Thursday, March 6, 2014

Change 32 To Obamacare: If you like your plan, you can keep your plan until there is a new President to deal with this mess

President Obama's favorite President once said: 
“The best way to get a bad law repealed is to enforce it strictly.” ― Abraham Lincoln
I guess we know that Mr. Obama studied President Lincoln's words.  At this rate, however, I'm not sure there is much sense in trying to repeal Obamacare.  President Obama appears on the path to doing that himself.  

Via the 32nd change by executive fiat to Obamacare, President Obama will allow individuals and small group enrollees (but not large groups of over 50 in California) with health insurance plans that don't comply with PPACA's original but ever-changing standards to keep them up to three more years if their states allow that, officials said Wednesday in announcing a series of final Obamacare rules.  People who maintain those plans, and who renew them as late as Oct. 1, 2016, will be able to keep them until as late as 2017.

These are the so called "junk" plans that the government insisted we needed to eliminate.  And then the President de-un-grandfathered them in late 2013 after seeing how badly his law operated.  Now His Excellent Majesty is commanding those plans be re-de-un-grandfathered again until there is some other President to clean up his mess.

- _EXERCISE DATA_:
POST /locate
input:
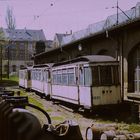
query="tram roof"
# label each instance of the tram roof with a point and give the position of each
(89, 59)
(43, 65)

- _TASK SET_:
A - Translate this sentence from the Obamacare post into Spanish: "President Obama appears on the path to doing that himself."
B - In the Obamacare post, until how late can people keep a noncompliant plan if they renew it as late as Oct. 1, 2016?

- _EXERCISE SOLUTIONS_:
A - El presidente Obama parece estar en camino de hacerlo él mismo.

B - Until as late as 2017.